* **PROBLEM**
Take the line that contains "every orange head" and all lines after it, up to and including the last line of the data, and write them out exactly; nothing else belongs in the answer.

* **MATERIAL FOR THIS TASK**
▼▼▼

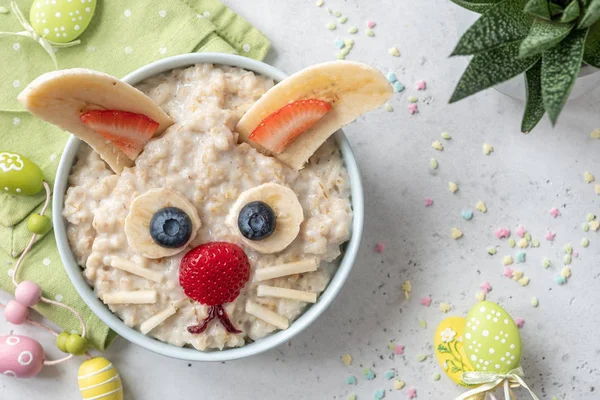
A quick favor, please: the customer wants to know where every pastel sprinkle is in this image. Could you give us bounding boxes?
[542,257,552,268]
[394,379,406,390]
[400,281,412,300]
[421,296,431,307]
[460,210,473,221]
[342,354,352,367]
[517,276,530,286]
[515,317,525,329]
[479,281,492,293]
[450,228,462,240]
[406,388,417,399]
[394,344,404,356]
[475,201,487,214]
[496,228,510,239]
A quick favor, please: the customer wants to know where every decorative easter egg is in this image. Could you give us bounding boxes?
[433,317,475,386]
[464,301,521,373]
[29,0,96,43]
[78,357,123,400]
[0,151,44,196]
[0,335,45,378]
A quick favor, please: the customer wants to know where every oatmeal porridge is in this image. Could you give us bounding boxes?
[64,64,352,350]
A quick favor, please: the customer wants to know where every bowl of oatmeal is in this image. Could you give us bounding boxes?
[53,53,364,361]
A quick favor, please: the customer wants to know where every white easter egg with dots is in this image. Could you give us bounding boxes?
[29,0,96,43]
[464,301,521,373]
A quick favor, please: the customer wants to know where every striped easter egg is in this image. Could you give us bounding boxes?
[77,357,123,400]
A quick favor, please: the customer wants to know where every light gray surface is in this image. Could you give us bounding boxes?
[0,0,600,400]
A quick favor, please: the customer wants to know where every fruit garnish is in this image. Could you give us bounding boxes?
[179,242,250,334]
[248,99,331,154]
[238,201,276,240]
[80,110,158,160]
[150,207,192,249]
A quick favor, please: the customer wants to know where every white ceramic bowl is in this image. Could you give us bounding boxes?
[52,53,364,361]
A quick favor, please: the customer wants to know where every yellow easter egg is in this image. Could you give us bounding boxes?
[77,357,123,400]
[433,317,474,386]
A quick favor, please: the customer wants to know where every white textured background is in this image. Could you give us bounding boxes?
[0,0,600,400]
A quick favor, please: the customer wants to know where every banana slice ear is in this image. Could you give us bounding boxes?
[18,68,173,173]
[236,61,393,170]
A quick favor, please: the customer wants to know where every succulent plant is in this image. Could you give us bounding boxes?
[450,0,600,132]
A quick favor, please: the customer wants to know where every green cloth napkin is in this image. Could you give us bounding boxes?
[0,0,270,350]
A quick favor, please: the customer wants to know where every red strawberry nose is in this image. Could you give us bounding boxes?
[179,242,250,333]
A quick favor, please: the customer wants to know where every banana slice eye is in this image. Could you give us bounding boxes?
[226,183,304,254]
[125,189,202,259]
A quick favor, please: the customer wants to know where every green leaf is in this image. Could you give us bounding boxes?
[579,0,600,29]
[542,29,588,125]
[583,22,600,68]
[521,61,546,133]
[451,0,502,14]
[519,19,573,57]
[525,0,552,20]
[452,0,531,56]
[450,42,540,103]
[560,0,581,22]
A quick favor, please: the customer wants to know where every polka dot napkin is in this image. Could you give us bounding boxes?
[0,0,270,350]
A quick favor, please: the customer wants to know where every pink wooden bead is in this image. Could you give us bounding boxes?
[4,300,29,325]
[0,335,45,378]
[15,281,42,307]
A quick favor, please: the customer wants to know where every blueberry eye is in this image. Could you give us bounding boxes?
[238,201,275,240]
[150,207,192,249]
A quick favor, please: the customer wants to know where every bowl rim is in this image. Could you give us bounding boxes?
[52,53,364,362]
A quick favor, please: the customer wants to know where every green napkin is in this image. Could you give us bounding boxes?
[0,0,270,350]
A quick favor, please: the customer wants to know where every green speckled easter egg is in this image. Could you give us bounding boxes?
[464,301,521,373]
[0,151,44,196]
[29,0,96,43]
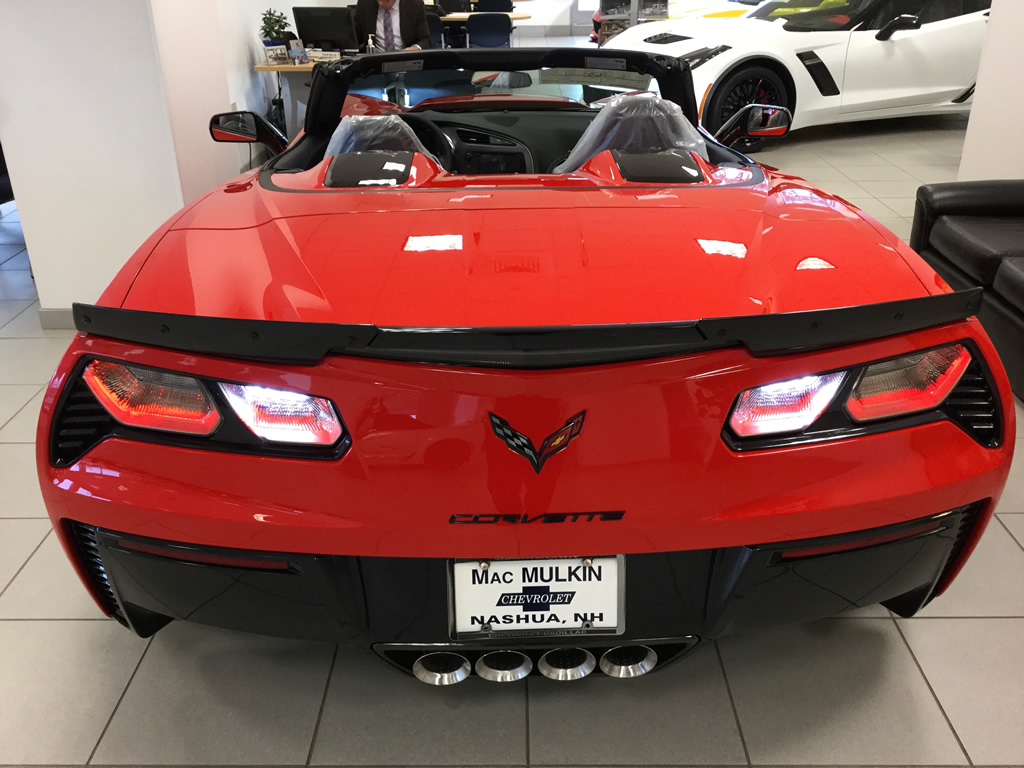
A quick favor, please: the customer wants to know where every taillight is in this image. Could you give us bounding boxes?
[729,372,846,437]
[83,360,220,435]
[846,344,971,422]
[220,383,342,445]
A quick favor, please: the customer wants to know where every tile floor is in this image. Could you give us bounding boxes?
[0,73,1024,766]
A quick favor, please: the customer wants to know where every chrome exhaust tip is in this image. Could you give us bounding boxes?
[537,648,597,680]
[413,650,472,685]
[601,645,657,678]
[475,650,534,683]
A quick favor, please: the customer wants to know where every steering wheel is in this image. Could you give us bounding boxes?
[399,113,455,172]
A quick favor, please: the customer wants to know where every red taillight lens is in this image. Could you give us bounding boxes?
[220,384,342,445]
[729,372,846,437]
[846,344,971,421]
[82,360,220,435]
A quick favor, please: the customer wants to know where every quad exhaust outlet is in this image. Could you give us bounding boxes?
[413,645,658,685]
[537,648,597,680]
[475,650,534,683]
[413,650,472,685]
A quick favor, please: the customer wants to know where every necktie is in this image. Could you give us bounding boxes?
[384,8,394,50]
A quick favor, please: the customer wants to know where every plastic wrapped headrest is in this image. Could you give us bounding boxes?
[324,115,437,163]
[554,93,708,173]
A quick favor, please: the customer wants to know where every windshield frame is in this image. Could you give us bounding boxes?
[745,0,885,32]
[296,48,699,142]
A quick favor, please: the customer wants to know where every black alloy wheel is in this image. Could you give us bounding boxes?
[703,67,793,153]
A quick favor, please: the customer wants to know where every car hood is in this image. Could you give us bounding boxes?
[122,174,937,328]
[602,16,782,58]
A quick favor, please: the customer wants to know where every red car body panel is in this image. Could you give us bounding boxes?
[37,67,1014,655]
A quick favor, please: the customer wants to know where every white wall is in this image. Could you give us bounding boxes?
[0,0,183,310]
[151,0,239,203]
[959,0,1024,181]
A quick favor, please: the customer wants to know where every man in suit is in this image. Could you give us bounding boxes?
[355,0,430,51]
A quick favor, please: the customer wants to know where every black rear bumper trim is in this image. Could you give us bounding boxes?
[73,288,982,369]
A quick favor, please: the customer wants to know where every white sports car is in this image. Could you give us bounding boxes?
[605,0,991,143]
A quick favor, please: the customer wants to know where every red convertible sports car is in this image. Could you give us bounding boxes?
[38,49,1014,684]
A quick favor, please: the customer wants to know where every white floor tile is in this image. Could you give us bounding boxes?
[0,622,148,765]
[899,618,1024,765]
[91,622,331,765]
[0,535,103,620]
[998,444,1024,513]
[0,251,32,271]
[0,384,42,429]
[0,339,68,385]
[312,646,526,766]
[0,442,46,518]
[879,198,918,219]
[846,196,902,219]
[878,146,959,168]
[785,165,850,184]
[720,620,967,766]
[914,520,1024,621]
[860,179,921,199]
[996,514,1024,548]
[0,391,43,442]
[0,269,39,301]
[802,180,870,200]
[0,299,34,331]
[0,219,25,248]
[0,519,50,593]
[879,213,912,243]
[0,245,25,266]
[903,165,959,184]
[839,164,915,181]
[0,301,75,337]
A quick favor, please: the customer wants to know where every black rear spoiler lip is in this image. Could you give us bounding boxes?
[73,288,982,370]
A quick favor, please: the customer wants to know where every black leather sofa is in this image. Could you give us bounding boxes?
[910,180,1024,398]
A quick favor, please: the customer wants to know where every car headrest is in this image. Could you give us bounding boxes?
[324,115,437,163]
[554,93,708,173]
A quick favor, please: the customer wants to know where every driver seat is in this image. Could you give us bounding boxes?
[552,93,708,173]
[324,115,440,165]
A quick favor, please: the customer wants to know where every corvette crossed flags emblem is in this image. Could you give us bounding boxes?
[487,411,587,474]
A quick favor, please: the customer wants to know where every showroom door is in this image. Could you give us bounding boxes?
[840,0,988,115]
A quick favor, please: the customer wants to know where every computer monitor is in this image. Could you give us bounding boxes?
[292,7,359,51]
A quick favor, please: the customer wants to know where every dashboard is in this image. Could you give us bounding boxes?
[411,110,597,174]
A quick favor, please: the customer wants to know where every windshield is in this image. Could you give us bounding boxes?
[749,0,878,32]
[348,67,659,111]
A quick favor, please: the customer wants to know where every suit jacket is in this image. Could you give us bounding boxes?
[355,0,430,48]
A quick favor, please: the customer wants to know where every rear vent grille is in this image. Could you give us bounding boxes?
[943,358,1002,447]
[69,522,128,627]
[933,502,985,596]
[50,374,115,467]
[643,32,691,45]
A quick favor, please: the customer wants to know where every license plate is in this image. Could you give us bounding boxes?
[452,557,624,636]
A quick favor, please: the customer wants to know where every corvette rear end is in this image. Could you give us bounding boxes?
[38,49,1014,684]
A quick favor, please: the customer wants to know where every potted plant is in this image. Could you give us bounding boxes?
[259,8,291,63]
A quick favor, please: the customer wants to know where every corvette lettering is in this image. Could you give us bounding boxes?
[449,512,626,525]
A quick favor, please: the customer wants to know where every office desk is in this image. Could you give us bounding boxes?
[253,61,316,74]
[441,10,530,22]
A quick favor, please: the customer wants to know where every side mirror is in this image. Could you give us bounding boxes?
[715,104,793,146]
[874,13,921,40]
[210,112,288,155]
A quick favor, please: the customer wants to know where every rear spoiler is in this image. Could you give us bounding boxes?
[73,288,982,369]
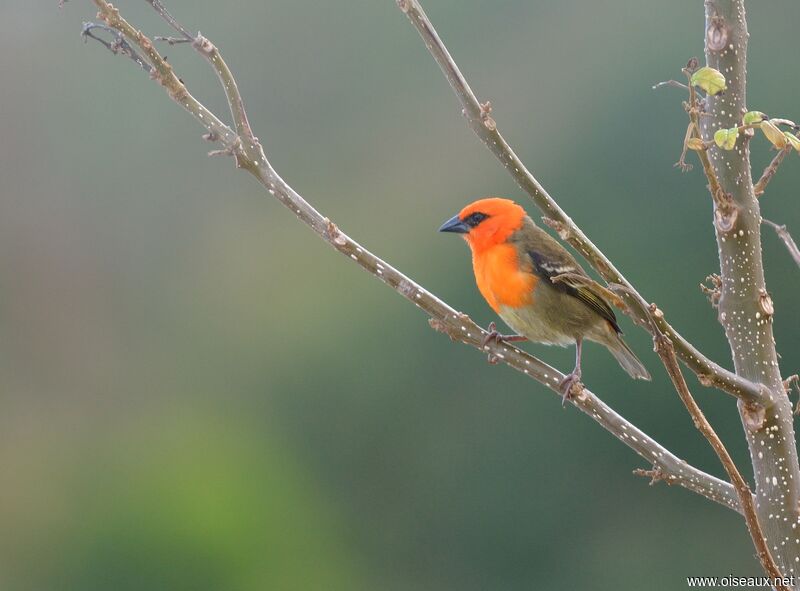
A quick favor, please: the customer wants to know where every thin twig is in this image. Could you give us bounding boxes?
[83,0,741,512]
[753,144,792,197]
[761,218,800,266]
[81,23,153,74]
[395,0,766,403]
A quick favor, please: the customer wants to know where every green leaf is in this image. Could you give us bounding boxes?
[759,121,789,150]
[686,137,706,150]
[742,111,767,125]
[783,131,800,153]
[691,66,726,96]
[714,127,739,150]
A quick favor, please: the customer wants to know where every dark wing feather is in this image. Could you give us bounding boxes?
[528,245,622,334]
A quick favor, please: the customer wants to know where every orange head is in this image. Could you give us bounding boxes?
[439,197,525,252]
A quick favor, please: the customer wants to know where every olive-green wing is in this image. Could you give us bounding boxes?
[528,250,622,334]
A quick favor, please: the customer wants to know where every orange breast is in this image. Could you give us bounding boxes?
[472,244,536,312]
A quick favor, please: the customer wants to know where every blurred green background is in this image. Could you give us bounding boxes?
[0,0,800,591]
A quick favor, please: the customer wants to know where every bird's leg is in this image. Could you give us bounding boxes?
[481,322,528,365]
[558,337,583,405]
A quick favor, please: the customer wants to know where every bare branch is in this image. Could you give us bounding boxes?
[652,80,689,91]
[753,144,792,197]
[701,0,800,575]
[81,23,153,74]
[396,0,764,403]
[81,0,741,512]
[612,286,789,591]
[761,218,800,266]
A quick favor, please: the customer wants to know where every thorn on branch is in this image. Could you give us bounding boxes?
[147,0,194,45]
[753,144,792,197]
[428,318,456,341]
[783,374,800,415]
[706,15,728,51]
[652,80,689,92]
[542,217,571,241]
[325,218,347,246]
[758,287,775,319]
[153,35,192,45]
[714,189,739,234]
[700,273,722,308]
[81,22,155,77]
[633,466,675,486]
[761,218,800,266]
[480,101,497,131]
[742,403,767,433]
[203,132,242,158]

▲▲▲

* **SOLUTION FOR THIS TASK**
A quick favor, please: the customer wants to know where every orange head is in this image. Could you give us bounding boxes?
[439,197,525,252]
A quick favor, please: the customer wants to know where every olive-green wing is in this image. Could you give us bounding boxes?
[528,250,622,334]
A quick favor, please: the customer wants to know where every orange breast is in this image. Could you give us bounding boxes?
[472,244,536,312]
A quick favor, please: the customer wants to know where every blurred green background is in this image. Could you give us bounding boxes?
[0,0,800,591]
A quick favor, please: the customer wants to know where every bird's leg is in this image. Could you give us bounding boxes?
[481,322,528,365]
[558,337,583,405]
A quick favor, please: the customer wants to know where every bare branch is in this image. Could you give us bounding boxes?
[652,80,689,91]
[753,144,792,197]
[701,0,800,575]
[81,23,153,74]
[396,0,764,403]
[81,0,741,512]
[612,286,789,591]
[761,218,800,266]
A quick favor, please: the customer wants to know where every thorn on branch is in this image. Could you give us bounding boxes?
[147,0,194,45]
[753,144,792,197]
[428,318,456,341]
[783,374,800,415]
[706,15,728,51]
[652,80,689,92]
[542,217,571,241]
[325,218,347,246]
[758,287,775,319]
[153,35,192,45]
[714,189,739,234]
[700,273,722,308]
[81,22,155,77]
[633,466,675,486]
[761,218,800,266]
[480,101,497,131]
[742,403,767,433]
[203,132,242,158]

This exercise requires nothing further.